Há dois modos de viajar: ser porto ou ser navio. Escolhi ser porto. Ou melhor, nasci porto, ainda que tenha nome de navio. Não que faça assim tanta diferença. Para Deus e para si, navio e porto são o mesmo – nutrem-se.
Digo isso porque há gente para quem viajar é conhecer muitas cidades, quase sempre correndo, passando pelo que delas há de mais óbvio. São navios. Já eu sou do tipo que toda dia descobre alguma coisa nova nos quatro ou cinco quarteirões cotidianos. Até mesmo sem sair de casa.
Explico: gosto muito de janelas e estar debruçado nelas é um jeito de me distrair, descansar desse estar sentado lendo e escrevendo que é o melhor da minha vida.
Observo sem malícia meus vizinhos, por exemplo. Alguns foram envelhecendo junto comigo, mas sempre há apartamentos que de súbito se esvaziam e logo se enchem de gente nova. Há nisso a graça de ver circular pessoas, sempre tão únicas. A moça que às vezes ia para a varandinha tocar um chocalho quando a chuva se anunciava foi-se embora com sua filhinha e o provável marido que nunca vi. Quem virá agora? O apartamento vazio aguarda, ansioso.
Já há uns meses, um outro apartamento foi ocupado por uma senhora que passa o dia numa cama de hospital, bem próxima da única janela do quarto e sala. Não vejo seu rosto, só as perninhas finas, compridas, tão frágeis que as vezes parecem de papel. De longe, parece tao mansa, tão resignada em seu destino. Rezo por ela, sempre que lembro.
É verdade que a maior parte do tempo a maioria das janelas fica fechada com cortinas. Até por isso, as minhas ficam escancaradas dia e noite, sem cortinas, as persianas levantadas, para que a casa se encha de luz e o ar circule. Aprendi com Paloma, entre tantas coisas… E, aliás, combina mais com meu ser porto.

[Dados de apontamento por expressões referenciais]
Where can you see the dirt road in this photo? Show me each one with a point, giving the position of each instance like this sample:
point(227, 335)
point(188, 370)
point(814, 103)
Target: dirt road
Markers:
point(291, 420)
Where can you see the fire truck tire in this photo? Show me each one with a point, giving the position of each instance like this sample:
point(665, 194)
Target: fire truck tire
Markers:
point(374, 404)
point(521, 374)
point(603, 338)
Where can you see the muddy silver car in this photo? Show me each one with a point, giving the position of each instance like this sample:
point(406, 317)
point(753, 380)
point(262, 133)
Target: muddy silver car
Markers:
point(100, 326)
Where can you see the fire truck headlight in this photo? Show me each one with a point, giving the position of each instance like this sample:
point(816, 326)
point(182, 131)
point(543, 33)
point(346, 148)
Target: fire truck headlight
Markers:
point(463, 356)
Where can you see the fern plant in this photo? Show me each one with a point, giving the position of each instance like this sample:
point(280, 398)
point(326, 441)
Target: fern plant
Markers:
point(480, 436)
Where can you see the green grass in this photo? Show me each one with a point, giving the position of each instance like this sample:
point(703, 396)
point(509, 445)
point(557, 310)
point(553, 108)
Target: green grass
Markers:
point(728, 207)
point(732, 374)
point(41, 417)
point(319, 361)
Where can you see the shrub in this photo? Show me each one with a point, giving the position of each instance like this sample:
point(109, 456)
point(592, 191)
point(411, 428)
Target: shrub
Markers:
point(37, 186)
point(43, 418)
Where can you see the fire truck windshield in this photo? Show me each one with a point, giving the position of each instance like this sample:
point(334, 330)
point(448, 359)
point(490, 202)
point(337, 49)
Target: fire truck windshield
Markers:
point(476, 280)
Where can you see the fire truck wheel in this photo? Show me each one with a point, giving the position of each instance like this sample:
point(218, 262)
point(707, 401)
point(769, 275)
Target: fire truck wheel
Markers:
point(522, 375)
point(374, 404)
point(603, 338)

> [Perguntas]
(a) Na crônica sobre janelas, o que a moça fazia na varandinha quando a chuva se anunciava?
(b) De acordo com a crônica sobre janelas, por que as janelas de quem narra ficam escancaradas dia e noite, sem cortinas? Responda em até três frases.
(c) Resuma a crônica sobre janelas em duas frases.
A listagem vem de outra fonte e não tem relação com a crônica.

> [Respostas por item]
(a) Tocava um chocalho.

(b) Ficam assim, com as persianas levantadas, para que a casa se encha de luz e o ar circule. A crônica liga isso também ao fato de a maior parte das janelas ficar fechada com cortinas na maior parte do tempo. Diz ainda que foi algo aprendido com Paloma e que combina mais com o ser porto.

(c) A crônica distingue dois modos de viajar: ser navio, conhecendo muitas cidades quase sempre correndo, ou ser porto, descobrindo todo dia algo novo nos quarteirões cotidianos, e quem escreve diz ter escolhido ser porto. Debruçando-se nas janelas para descansar da leitura e da escrita, observa os vizinhos que vão e vêm, como a moça do chocalho e a senhora numa cama de hospital, e mantém as próprias janelas abertas, sem cortinas.